_Exercise directions_
A copy is needed of each line in the records that has the word "below".

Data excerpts
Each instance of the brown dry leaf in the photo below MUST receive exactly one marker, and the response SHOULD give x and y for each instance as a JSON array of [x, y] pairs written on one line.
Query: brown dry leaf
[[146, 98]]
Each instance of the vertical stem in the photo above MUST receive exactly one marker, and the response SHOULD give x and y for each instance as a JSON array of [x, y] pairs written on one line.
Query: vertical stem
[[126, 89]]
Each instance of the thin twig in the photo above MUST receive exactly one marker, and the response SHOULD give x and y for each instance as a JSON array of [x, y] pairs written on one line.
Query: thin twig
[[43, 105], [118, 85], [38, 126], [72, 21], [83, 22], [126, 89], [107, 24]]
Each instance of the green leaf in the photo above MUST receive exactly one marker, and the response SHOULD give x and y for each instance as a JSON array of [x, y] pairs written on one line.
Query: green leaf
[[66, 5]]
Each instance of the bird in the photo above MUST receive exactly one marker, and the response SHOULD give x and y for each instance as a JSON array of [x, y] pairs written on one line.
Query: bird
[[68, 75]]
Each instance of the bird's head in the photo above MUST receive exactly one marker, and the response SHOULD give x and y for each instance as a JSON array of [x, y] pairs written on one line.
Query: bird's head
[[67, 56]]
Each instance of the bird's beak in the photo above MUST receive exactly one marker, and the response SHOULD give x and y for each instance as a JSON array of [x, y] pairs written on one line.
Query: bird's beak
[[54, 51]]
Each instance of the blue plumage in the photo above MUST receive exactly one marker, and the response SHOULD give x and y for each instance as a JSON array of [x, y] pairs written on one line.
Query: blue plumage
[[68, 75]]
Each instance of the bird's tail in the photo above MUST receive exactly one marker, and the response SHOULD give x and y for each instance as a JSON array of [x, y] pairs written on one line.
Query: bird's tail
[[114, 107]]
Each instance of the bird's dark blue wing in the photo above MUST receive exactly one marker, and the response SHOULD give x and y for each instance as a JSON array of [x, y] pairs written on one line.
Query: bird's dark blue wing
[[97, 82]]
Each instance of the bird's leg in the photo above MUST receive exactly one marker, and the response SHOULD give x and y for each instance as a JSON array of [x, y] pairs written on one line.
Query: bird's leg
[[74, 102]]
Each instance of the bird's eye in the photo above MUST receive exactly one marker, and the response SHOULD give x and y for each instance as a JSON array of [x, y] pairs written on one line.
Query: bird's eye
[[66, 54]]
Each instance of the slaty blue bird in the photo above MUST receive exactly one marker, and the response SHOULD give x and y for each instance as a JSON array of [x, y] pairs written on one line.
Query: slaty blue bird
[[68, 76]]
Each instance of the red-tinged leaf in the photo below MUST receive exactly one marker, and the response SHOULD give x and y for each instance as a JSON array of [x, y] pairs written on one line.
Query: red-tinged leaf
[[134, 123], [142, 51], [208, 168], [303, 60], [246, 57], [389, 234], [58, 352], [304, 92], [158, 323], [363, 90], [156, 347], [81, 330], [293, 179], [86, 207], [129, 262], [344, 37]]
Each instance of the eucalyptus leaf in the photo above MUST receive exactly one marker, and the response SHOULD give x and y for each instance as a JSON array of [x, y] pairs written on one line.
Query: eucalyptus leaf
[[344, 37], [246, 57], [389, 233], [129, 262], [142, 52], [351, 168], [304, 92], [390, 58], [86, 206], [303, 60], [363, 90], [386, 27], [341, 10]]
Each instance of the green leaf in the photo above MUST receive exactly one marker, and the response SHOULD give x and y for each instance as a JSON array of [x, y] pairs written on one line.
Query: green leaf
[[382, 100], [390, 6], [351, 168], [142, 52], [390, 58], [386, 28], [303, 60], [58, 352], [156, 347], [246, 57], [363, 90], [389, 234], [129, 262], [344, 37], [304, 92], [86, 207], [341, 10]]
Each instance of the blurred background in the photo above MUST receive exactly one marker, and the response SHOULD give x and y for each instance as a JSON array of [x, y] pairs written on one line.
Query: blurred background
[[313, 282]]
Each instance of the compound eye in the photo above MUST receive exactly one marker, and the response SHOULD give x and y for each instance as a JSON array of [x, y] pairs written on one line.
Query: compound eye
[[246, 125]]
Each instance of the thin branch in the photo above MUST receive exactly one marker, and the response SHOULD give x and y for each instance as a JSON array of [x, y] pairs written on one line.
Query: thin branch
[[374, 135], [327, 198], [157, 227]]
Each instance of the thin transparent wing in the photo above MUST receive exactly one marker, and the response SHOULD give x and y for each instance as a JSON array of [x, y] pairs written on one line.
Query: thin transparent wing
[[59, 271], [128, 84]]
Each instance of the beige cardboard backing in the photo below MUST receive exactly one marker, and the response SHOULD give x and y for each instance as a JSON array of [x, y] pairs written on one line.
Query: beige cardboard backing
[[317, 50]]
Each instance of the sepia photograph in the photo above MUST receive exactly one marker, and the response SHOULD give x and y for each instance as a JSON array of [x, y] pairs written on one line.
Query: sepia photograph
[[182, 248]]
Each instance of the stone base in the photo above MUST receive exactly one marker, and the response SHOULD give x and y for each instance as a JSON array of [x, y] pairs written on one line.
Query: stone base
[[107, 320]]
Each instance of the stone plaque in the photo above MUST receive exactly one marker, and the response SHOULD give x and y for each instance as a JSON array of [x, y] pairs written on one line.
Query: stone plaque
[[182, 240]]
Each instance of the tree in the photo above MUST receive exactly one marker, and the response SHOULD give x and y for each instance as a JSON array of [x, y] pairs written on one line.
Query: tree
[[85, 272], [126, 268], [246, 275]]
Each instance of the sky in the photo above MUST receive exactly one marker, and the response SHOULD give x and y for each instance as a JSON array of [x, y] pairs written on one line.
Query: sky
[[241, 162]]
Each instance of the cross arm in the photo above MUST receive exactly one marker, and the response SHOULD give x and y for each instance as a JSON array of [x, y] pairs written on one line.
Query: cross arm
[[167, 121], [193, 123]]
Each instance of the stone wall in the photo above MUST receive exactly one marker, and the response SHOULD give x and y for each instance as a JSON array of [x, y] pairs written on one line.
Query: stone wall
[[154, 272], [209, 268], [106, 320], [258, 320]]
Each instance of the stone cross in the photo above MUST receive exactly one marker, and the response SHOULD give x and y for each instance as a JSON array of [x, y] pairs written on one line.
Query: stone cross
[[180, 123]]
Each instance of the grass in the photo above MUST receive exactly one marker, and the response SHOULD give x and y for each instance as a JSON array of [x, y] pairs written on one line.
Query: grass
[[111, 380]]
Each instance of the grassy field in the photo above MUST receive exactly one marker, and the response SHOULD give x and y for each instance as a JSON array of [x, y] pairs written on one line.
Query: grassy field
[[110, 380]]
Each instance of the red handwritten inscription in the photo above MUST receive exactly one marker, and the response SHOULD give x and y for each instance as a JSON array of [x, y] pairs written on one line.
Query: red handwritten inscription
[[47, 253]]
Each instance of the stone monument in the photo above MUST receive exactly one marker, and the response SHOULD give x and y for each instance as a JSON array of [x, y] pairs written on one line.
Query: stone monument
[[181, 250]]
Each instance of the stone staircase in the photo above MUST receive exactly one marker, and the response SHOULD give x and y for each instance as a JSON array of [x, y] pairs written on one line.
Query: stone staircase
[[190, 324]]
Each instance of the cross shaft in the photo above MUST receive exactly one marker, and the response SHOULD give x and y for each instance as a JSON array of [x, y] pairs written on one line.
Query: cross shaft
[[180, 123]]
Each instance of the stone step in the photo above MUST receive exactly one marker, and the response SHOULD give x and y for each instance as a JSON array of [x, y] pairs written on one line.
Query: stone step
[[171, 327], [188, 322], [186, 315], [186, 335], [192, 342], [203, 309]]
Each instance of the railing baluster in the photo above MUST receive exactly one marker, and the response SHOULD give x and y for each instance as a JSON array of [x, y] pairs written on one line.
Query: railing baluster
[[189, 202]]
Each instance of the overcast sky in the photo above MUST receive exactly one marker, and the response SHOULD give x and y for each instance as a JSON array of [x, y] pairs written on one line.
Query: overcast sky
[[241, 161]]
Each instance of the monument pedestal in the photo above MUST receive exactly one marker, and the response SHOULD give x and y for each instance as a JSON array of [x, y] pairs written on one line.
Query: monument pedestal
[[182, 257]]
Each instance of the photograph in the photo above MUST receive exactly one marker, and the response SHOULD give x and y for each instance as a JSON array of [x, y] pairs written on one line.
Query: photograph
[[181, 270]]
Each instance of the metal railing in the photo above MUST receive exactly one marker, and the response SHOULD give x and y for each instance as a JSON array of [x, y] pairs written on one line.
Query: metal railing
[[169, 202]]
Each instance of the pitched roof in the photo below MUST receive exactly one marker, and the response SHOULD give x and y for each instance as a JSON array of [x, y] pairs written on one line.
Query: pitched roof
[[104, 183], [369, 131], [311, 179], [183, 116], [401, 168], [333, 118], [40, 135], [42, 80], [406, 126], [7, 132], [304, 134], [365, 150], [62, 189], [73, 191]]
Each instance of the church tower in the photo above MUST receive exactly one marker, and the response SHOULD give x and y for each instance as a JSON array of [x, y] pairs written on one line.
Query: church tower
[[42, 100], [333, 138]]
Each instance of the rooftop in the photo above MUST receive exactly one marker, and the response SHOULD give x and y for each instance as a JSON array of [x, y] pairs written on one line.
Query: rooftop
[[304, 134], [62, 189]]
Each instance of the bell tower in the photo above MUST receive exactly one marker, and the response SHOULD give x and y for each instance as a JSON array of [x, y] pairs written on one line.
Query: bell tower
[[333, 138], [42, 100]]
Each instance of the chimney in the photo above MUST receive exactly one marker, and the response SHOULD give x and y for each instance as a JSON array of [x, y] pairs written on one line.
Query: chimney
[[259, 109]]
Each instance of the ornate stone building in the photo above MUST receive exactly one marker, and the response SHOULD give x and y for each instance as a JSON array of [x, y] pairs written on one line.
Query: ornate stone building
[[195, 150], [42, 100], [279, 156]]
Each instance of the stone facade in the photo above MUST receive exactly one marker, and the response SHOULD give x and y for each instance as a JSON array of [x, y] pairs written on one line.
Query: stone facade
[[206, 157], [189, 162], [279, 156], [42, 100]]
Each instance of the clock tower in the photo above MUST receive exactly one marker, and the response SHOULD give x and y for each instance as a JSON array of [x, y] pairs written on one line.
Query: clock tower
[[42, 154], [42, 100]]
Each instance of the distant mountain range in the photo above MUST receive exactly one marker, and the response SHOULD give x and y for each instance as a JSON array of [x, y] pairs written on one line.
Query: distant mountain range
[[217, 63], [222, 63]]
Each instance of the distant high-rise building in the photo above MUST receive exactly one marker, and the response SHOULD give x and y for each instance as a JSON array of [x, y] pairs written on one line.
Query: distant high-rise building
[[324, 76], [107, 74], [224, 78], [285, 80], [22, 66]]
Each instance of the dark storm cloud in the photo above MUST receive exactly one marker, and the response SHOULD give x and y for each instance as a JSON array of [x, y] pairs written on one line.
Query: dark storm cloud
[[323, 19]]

_Solved problem_
Each instance of the brown dry leaf in the photo below MUST receive exactly one marker, and the response SHOULD give x and y for each instance as a JSON array of [x, y] pairs written on one line.
Each instance of the red-tinged leaf in the photo below MUST receive exactly one marker, and the response SHOULD give x and y for each instance as a JSON array of [x, y] pairs written on one line.
Each instance of the beige cardboard backing in the photo below MUST receive exactly one marker, and the response SHOULD give x and y for each instance as a JSON array of [x, y] pairs written on one line.
Each instance of the pitched roof in the photo below MUST receive exactly one marker, and the response SHOULD give x and y for each instance as a JSON array of [x, y] pairs written on one line.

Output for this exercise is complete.